Stated goal =
Copy out every line of the listing below word for word, but leave out the pictures.

─── Provided entries

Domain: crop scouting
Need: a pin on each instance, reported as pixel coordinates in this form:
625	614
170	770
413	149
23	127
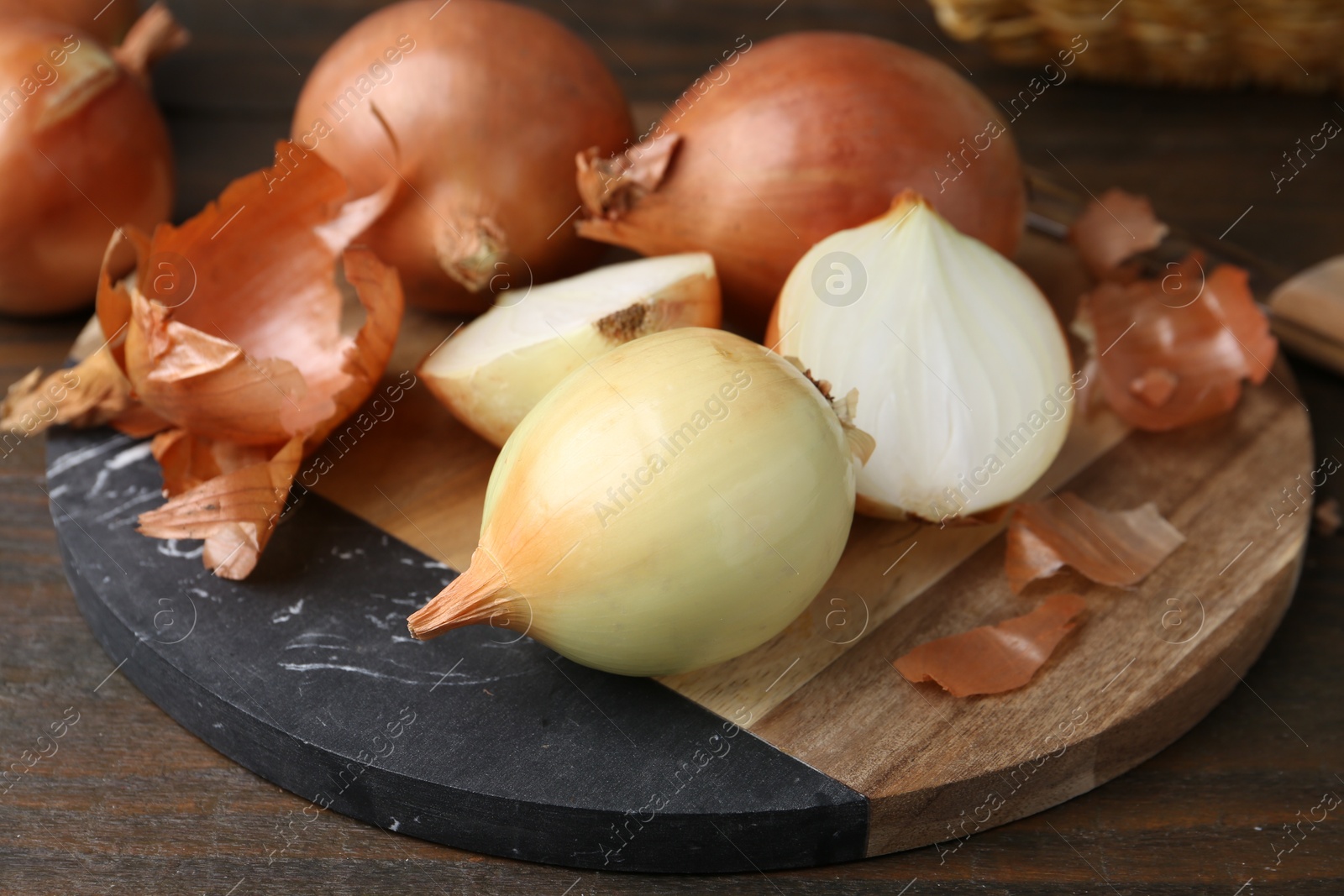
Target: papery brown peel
994	658
1113	228
255	352
89	394
609	187
234	512
1173	351
1110	547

──────

Solution below =
Domain: crop scouting
Need: a pin on each instance, reported as pixel coordinates in this form:
625	614
170	770
413	149
23	127
Target: papery brown peel
994	658
1113	228
255	352
89	394
609	187
234	512
1173	351
1110	547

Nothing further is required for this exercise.